ASSIGNMENT
The entries that follow contain images, which should be left out; output everything else exactly.

TASK INPUT
========================
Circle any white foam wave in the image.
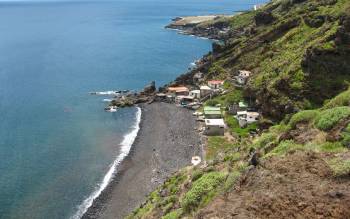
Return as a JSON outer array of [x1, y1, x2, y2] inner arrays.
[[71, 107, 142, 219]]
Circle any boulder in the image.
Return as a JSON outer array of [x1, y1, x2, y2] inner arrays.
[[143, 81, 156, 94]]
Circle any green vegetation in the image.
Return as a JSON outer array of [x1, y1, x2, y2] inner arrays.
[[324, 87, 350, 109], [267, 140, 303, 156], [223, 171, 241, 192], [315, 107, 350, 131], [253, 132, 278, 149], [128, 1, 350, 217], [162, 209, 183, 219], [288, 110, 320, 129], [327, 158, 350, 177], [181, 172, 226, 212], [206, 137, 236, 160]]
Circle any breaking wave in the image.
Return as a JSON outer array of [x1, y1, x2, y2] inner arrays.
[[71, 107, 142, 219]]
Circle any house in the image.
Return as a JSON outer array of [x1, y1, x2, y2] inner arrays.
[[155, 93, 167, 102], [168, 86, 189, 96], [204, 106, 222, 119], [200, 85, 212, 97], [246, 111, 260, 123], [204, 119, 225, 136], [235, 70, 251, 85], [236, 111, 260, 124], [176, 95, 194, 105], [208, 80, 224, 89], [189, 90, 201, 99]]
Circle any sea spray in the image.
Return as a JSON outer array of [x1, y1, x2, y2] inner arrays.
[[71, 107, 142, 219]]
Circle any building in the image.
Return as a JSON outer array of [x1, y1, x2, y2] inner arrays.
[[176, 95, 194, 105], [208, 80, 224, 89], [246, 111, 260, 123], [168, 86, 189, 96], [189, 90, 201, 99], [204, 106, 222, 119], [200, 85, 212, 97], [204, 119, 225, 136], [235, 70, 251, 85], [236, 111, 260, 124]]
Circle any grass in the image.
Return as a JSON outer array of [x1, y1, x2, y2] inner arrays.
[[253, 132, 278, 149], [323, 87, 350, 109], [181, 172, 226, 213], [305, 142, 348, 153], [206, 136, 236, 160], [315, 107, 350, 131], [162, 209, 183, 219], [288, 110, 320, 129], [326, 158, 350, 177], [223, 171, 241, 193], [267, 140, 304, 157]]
========================
RESPONSE AREA
Circle any white foam wave in the image.
Return as a JSON outer array of [x1, y1, x2, y2] inner arrays.
[[71, 107, 142, 219]]
Circle any boulder in the image.
Return as a JSON outer array of [x1, y1, x2, y2] inner arrays.
[[143, 81, 156, 94]]
Circle any green vegetation in the image.
Return as a JSON outer array of [x1, y1, x2, y2] inner arrays.
[[324, 87, 350, 109], [267, 140, 303, 156], [223, 171, 241, 192], [315, 107, 350, 131], [253, 132, 278, 149], [128, 1, 350, 217], [162, 209, 183, 219], [288, 110, 320, 129], [327, 158, 350, 177], [181, 172, 226, 212], [206, 137, 236, 160]]
Circle any breaking wave in the image.
Return as a JSON outer array of [x1, y1, x2, y2] inner arrays.
[[71, 107, 142, 219]]
Circle any house in the image.
Return as a JSON outer array of [x1, y1, x2, y2] inner arrays.
[[155, 93, 167, 102], [168, 86, 189, 96], [204, 106, 222, 119], [200, 85, 212, 97], [246, 111, 260, 123], [204, 119, 225, 136], [235, 70, 251, 85], [236, 111, 260, 124], [176, 95, 194, 105], [208, 80, 224, 89], [189, 90, 201, 99]]
Circle any sea spray in the image.
Return as a JSON outer array of [x1, y1, x2, y2] inner arrays.
[[71, 107, 142, 219]]
Circle any building in the image.
Return as a JSON outer array of [x1, y1, x2, y2] inner arrays.
[[176, 95, 194, 105], [208, 80, 224, 89], [246, 111, 260, 123], [168, 86, 189, 96], [189, 90, 201, 99], [204, 106, 222, 119], [200, 85, 212, 97], [204, 119, 225, 136], [235, 70, 251, 85], [236, 111, 260, 124]]
Circle any grass in the image.
Return as a JSON outer array of [x1, y1, x2, y2] inner arrays.
[[253, 132, 278, 149], [323, 87, 350, 109], [181, 172, 226, 213], [305, 142, 348, 153], [206, 136, 236, 160], [315, 107, 350, 131], [162, 209, 183, 219], [288, 110, 320, 129], [326, 158, 350, 177], [223, 171, 241, 193], [267, 140, 304, 157]]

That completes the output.